- WORK INSTRUCTION
Return each line of the entries that holds the string "wood".

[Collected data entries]

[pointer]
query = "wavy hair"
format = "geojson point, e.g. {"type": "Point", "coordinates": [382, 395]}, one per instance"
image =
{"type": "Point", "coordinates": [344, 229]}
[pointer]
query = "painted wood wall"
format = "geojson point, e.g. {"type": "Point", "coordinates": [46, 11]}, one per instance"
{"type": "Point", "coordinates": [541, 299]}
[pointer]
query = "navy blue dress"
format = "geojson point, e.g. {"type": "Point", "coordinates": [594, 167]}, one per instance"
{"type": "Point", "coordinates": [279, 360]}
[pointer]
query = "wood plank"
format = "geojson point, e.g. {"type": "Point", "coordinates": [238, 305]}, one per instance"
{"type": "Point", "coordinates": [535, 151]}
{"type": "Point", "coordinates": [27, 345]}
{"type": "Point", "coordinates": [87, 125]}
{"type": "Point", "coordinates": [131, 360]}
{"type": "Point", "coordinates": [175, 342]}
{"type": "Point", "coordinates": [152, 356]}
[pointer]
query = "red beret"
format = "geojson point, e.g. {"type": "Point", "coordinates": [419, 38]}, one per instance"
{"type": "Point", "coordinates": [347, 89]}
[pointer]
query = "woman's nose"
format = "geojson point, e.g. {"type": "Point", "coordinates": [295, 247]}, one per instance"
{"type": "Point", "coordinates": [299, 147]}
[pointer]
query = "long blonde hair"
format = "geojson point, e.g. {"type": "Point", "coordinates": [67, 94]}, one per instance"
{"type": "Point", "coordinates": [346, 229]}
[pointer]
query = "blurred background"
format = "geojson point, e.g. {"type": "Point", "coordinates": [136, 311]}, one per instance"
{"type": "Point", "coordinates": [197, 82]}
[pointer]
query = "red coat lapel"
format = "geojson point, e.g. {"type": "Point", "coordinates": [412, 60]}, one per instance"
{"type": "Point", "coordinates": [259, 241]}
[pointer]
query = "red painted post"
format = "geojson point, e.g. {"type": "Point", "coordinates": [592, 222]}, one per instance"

- RESULT FOR THIS EXERCISE
query = "painted wood wall"
query = "wood plank"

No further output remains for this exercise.